- _Your goal_
Copy out all of the entries below line for line, without changing anything, and leave the pictures out of your copy.

- _Records shown_
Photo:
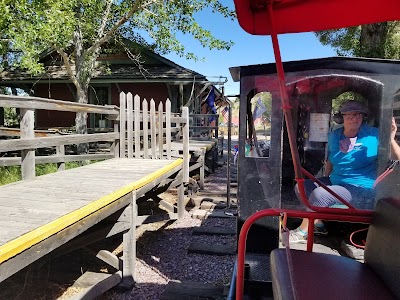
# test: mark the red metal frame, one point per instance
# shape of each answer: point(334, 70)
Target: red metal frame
point(360, 217)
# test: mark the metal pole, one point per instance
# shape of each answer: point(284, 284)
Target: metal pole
point(228, 175)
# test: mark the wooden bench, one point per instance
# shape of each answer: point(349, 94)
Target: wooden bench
point(322, 276)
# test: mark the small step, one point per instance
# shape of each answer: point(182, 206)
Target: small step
point(211, 205)
point(191, 290)
point(202, 248)
point(207, 230)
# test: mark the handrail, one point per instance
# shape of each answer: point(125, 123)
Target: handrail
point(28, 102)
point(31, 139)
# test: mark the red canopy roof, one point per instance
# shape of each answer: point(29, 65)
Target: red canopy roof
point(313, 15)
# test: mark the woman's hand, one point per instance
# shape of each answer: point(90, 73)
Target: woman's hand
point(395, 148)
point(393, 130)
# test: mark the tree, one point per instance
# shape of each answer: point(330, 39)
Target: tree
point(77, 30)
point(379, 40)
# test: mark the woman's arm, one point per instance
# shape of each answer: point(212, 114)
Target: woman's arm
point(395, 148)
point(328, 168)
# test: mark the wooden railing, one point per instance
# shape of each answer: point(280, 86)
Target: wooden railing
point(123, 119)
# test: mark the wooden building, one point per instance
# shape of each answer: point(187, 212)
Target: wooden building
point(156, 78)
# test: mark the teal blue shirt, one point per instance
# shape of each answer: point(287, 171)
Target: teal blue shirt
point(358, 166)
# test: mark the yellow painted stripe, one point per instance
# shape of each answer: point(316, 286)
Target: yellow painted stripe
point(37, 235)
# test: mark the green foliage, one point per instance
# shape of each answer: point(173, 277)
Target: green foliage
point(11, 118)
point(38, 25)
point(13, 173)
point(347, 41)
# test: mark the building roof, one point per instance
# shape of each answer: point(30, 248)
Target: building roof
point(113, 72)
point(112, 68)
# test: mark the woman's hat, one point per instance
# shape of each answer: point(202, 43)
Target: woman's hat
point(353, 106)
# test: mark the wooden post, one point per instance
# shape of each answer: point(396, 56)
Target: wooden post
point(27, 132)
point(181, 202)
point(122, 121)
point(153, 128)
point(145, 130)
point(129, 248)
point(60, 152)
point(160, 131)
point(202, 172)
point(137, 126)
point(1, 116)
point(115, 145)
point(168, 127)
point(185, 115)
point(129, 127)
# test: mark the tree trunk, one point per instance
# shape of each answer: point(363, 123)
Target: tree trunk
point(373, 40)
point(81, 119)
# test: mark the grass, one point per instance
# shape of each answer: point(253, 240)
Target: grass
point(13, 173)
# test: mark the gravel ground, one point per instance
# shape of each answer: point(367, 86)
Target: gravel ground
point(162, 256)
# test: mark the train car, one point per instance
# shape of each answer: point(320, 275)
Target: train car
point(286, 113)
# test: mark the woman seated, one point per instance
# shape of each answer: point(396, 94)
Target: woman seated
point(351, 167)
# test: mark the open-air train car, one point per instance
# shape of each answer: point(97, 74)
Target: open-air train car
point(286, 112)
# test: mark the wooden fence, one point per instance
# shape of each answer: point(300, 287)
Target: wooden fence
point(126, 131)
point(200, 125)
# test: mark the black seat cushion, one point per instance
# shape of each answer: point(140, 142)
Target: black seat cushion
point(324, 276)
point(382, 252)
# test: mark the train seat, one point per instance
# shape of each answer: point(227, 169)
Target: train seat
point(323, 276)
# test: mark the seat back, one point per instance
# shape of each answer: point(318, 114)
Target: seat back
point(382, 251)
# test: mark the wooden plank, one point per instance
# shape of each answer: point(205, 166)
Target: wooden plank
point(20, 244)
point(145, 129)
point(31, 143)
point(122, 123)
point(15, 161)
point(129, 247)
point(153, 128)
point(58, 105)
point(160, 131)
point(129, 121)
point(137, 126)
point(95, 284)
point(116, 144)
point(5, 131)
point(60, 152)
point(21, 260)
point(27, 153)
point(168, 137)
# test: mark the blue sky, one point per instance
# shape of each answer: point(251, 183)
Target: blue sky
point(248, 49)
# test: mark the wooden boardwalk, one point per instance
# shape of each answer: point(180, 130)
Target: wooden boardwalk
point(41, 214)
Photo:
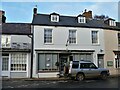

- _Solution_
Photo:
# test: mark the red metal frame, one point per instance
# shape of each answer: point(334, 70)
Target: red metal frame
point(360, 217)
# test: mark the metal pole, one point per instance
# shape of each answer: point(284, 284)
Target: metal pole
point(228, 175)
# test: mark the wooden bench, one point per instance
# shape of each answer: point(349, 94)
Target: wooden bench
point(322, 276)
# test: mark the small step, one point per instance
# shape of each answer: point(182, 206)
Target: small step
point(211, 205)
point(191, 290)
point(202, 248)
point(207, 230)
# test: mark the handrail, one point per instance
# shape of each answer: point(125, 123)
Target: handrail
point(28, 102)
point(31, 139)
# test: mark the red canopy roof, one point per instance
# shape of each answer: point(29, 65)
Target: red canopy roof
point(313, 15)
# test: mark the woman's hand, one point per instance
# shape of each answer: point(90, 73)
Target: woman's hand
point(395, 148)
point(393, 130)
# test: mark the tree, one point per instance
# shape of each answer: point(330, 39)
Target: tree
point(77, 30)
point(379, 40)
# test: mark the woman's arm, one point per instance
# shape of each answer: point(212, 114)
Target: woman's arm
point(395, 148)
point(328, 168)
# test: mark the wooden railing, one point per instance
# shape of each answer: point(280, 86)
Target: wooden railing
point(123, 119)
# test: mark the wooden building, one point per instance
# shape of each answer: point(187, 212)
Target: wooden building
point(156, 78)
# test: mark the teal blue shirt, one point per instance
# shape of each answer: point(287, 171)
Target: teal blue shirt
point(358, 166)
# test: mark the yellow painted stripe, one point per instance
# shape of each answer: point(316, 286)
Target: yellow painted stripe
point(37, 235)
# test: mark the green foliage, one point per instance
# shape of each answer: point(173, 277)
Target: green foliage
point(11, 118)
point(38, 25)
point(13, 173)
point(347, 41)
# test: mark the building roof, one point per instance
# shape of each answer: point(30, 248)
Target: building roof
point(113, 72)
point(112, 68)
# test: mark the woman's hat, one point per instance
# shape of each answer: point(202, 43)
Target: woman's hat
point(353, 106)
# test: mark the wooden post, one point per instance
# shape of each answer: point(396, 56)
Target: wooden post
point(27, 132)
point(181, 202)
point(122, 121)
point(153, 128)
point(145, 130)
point(129, 248)
point(60, 152)
point(160, 131)
point(202, 172)
point(137, 126)
point(1, 116)
point(115, 145)
point(168, 127)
point(185, 115)
point(129, 127)
# test: mark the tree trunk, one point per instance
# shape of each answer: point(363, 123)
Target: tree trunk
point(373, 40)
point(81, 119)
# test: mark the grass, one point per instance
# shape of each answer: point(253, 240)
Target: grass
point(13, 173)
# test: mark the gravel ground, one point per instance
# shape of each answer: point(367, 86)
Target: gravel ground
point(162, 256)
# test: mark the train car, one point per instance
# shape of each answer: point(320, 275)
Target: train car
point(286, 113)
# test: mark the woman seated, one point per instance
# shape of each answer: point(396, 94)
Target: woman seated
point(351, 167)
# test: mark the open-air train car, one point per instance
# shape of each answer: point(97, 74)
Target: open-air train car
point(286, 112)
# test: mark the wooden fence, one point per instance
# shape of each answer: point(300, 287)
Target: wooden fence
point(126, 131)
point(200, 125)
# test: mark the black seat cushion, one point per instance
# shape of each answer: point(140, 142)
Target: black seat cushion
point(324, 276)
point(382, 252)
# test: mark the train seat, one point per instance
# shape of each answer: point(227, 169)
Target: train seat
point(323, 276)
# test: mark the seat back, one point per instance
# shape of each answer: point(318, 114)
Target: seat back
point(382, 251)
# test: mark the wooden plank, one point per instance
# shape of each answer: point(205, 166)
Target: wooden plank
point(20, 244)
point(145, 129)
point(31, 143)
point(122, 123)
point(15, 161)
point(129, 247)
point(153, 128)
point(58, 105)
point(160, 131)
point(129, 121)
point(137, 126)
point(95, 284)
point(116, 144)
point(5, 131)
point(60, 152)
point(21, 260)
point(27, 153)
point(168, 137)
# test: mark the blue sky, one point per instance
# shape of each answer: point(251, 183)
Target: blue sky
point(248, 49)
# test: mark the wooden boardwalk, one point per instance
# shape of each answer: point(180, 130)
Target: wooden boardwalk
point(41, 214)
Photo:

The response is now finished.